TASK INPUTS section start

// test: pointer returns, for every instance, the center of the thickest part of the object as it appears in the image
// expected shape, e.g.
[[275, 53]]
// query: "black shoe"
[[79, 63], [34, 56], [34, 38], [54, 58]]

TASK INPUTS section end

Each record above needs to be set down again, word for word.

// test: pointer returns, for every instance, the center of the thickest part of the object as it appears in the image
// expected shape, e.g.
[[275, 53]]
// query: "black shoe"
[[79, 63], [34, 56], [34, 38], [54, 58]]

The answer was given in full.